Detection records

####

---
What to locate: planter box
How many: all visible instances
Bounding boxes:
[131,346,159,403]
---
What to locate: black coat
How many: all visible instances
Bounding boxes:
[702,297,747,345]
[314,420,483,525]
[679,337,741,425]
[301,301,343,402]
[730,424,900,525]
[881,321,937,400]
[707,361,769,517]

####

- **Instructions to follow**:
Please edit the records above so that "all visible instances" becomes "every visible instance" everywhere it appears. Leave everything else unchanged.

- **Task solution**:
---
What to locate: planter box
How many: every visible instance
Bounding boxes:
[131,346,159,403]
---
What to locate: black coat
How many: every visible instance
Bounding boxes:
[702,297,747,345]
[314,420,483,525]
[679,337,741,425]
[301,301,343,402]
[730,424,900,525]
[881,321,937,400]
[707,361,769,517]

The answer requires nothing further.